──────── Text block
Out of the thousands of dividend-paying companies in the world of investing, plenty like to say that they put their shareholders first. But there aren’t nearly as many that do just that in practice.
The words and actions of one group of dividend-paying stocks known as Dividend Kings are well aligned. This is because there is no better way to demonstrate how much you value your shareholders than by rewarding them with at least 50 consecutive years of dividend growth.
PepsiCo (PEP) is one of just four dozen stocks that can lay claim to being a Dividend King. But is the stock currently a buy for dividend growth investors? Let’s jump into the beverage and snack giant’s fundamentals and valuation to decide.
Brands that remain loved by consumers
There is arguably no consumer staple company that is both as dominant and well balanced as PepsiCo. The company’s many billion-dollar brands are sold in just about every country and territory around the world. These include Aquafina bottled water, Doritos chips, and Mountain Dew soda.
PepsiCo’s revenue climbed by 10.4% year over year to $22.3 billion during its fiscal second quarter ended June 17.
To mitigate rising costs, the consumer staple upped its prices by about 15% from the year-ago period. And because PepsiCo’s brands are consumed by more than a billion individuals each day, there wasn’t as much pushback against these higher prices as you might expect. That’s why organic volume declined by just 2.5% year over year for the quarter. Another headwind for the company was a 2.5% foreign currency drag that resulted from a strong U.S. dollar.
The consumer staple’s non-GAAP (adjusted) core earnings per share (EPS) surged higher by 12.4% over the year-ago period to $2.09 in the fiscal second quarter. And when accounting for unfavorable foreign currency translation, constant currency diluted EPS grew by an impressive 15% for the quarter. Disciplined cost management helped to keep PepsiCo’s expenses relatively in check, which is how core EPS grew at a faster clip than net revenue during the quarter.
────────────────
──────── Supplied data
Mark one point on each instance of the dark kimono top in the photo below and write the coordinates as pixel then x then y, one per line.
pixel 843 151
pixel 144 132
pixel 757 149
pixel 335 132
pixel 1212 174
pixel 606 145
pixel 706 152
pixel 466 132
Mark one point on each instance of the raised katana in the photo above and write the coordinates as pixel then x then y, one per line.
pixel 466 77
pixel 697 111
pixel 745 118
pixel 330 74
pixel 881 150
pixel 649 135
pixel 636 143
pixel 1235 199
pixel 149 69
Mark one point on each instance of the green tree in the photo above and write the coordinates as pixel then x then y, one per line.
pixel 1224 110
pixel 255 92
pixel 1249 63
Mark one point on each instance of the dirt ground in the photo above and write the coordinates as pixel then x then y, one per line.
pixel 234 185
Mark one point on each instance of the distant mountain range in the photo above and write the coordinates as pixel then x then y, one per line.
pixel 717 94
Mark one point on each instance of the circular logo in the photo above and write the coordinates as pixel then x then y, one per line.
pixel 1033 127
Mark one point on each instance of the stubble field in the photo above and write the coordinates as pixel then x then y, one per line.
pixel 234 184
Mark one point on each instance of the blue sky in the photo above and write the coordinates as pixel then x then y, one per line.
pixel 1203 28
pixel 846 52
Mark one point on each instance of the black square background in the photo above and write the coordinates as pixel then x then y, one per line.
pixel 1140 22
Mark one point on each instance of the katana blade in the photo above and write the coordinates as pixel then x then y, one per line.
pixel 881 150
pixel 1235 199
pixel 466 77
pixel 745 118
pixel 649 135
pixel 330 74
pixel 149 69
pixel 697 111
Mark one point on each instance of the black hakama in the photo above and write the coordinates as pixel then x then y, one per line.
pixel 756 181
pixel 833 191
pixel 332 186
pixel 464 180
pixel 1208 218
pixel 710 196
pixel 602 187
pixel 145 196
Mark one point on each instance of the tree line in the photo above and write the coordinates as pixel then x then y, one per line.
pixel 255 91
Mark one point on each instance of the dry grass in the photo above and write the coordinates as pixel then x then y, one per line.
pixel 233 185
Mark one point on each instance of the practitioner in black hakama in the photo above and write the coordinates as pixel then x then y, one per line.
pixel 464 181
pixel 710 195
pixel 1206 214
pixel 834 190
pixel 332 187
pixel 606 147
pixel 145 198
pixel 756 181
────────────────
▶ Directive 1
Transcribe the PepsiCo article starting with "Brands that remain" and going on through "strong U.S. dollar.".
▶ Directive 2
According to the PepsiCo article, by about how much did the company raise its prices compared with the year-ago period?
▶ Directive 3
Resume the PepsiCo article from its final sentence and keep writing.

▶ Right answer 1
Brands that remain loved by consumers
There is arguably no consumer staple company that is both as dominant and well balanced as PepsiCo. The company’s many billion-dollar brands are sold in just about every country and territory around the world. These include Aquafina bottled water, Doritos chips, and Mountain Dew soda.
PepsiCo’s revenue climbed by 10.4% year over year to $22.3 billion during its fiscal second quarter ended June 17.
To mitigate rising costs, the consumer staple upped its prices by about 15% from the year-ago period. And because PepsiCo’s brands are consumed by more than a billion individuals each day, there wasn’t as much pushback against these higher prices as you might expect. That’s why organic volume declined by just 2.5% year over year for the quarter. Another headwind for the company was a 2.5% foreign currency drag that resulted from a strong U.S. dollar.

▶ Right answer 2
About 15%.

▶ Right answer 3
As a result of the company’s terrific brand portfolio and the pricing power that comes with it, analysts think PepsiCo’s core EPS will compound by 7.8% annually for the next five years.
Attractive payout growth can continue
Compared to the S&P 500 index’s 1.5% dividend yield, PepsiCo’s 2.7% yield is certainly capable of quenching the thirst of income investors. As a bonus, the company also offers solid dividend growth: PepsiCo’s quarterly dividend per share has risen at an 8.3% compound annual growth rate over the past 10 years.
PepsiCo’s most recent 10% dividend increase suggests that dividend growth should also remain robust. This is because the company’s dividend payout ratio is expected to come in at about 65% for the current fiscal year ending in December. That should give PepsiCo the ability to increase its dividend in line with profits over the next few years, which provides a nice pairing of income and growth prospects.
Investors probably won’t regret buying the stock
As shown by its recent results and brand power, PepsiCo is clearly a winning business. And at the current price of about $185, the stock doesn’t look to be that expensive, either.
PepsiCo’s forward price-to-earnings (P/E) ratio of about 23 is almost in line with the non-alcoholic beverages industry average forward P/E ratio of 22.3. This is why I believe the stock is currently an interesting pick for dividend growth investors.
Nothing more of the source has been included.